● **Problem description**: Locate each line in the listing below that contains the string "shirt", and copy those lines.

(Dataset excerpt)

((

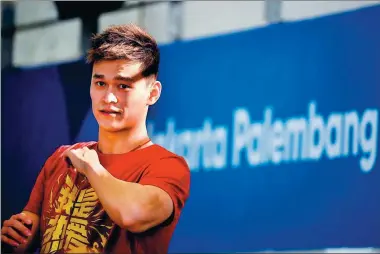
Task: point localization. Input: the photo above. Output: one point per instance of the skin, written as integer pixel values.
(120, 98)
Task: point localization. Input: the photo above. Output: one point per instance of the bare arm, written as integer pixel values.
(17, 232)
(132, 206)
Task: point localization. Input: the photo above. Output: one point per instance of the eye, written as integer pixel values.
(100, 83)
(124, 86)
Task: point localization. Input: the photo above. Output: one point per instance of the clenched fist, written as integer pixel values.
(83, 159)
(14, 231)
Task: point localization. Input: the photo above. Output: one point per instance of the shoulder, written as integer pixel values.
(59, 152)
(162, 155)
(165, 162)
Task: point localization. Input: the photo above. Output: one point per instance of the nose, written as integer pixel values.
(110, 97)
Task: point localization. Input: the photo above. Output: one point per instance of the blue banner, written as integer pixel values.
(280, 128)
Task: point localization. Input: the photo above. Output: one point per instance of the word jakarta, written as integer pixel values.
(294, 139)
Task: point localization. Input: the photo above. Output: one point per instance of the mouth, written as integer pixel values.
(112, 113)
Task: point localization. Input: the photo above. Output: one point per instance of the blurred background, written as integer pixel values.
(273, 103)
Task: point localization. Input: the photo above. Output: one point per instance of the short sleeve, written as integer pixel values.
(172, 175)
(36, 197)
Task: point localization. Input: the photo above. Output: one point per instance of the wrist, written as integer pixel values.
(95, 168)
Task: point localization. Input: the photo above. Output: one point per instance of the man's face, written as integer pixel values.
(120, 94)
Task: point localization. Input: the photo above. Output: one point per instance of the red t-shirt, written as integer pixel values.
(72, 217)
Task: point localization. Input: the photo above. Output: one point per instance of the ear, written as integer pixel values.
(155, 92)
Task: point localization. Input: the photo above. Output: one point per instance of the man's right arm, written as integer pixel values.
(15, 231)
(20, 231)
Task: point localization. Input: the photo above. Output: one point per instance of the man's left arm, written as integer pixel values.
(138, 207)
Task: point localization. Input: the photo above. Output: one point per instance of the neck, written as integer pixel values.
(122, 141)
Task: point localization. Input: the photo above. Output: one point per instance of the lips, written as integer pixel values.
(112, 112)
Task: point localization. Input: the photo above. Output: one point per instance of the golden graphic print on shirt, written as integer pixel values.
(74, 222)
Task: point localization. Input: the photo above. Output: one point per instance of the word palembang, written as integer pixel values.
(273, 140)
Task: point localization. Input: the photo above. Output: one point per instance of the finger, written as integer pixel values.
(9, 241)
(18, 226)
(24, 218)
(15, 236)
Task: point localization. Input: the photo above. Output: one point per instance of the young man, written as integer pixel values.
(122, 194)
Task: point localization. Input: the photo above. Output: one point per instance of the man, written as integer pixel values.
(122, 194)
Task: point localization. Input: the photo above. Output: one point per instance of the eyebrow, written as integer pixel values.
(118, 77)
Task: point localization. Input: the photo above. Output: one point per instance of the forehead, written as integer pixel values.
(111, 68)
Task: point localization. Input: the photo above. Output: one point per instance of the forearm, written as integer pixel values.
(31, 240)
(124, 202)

))
((

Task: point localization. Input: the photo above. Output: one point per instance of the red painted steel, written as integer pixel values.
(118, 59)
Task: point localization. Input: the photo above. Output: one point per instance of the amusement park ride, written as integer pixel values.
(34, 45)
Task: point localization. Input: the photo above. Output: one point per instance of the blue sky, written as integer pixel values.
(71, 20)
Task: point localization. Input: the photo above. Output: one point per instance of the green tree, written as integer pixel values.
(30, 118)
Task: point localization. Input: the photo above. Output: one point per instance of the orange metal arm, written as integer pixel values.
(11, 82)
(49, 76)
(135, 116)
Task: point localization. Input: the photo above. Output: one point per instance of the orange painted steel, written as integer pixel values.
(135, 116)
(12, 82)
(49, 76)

))

● **Result below**:
Task: point localization. Input: the photo above. Output: one point per instance of the red t-shirt, written as integer pixel values.
Task: point localization. Input: the photo above. Output: one point per instance of the golden graphic print on shirt, written as integer pixel values.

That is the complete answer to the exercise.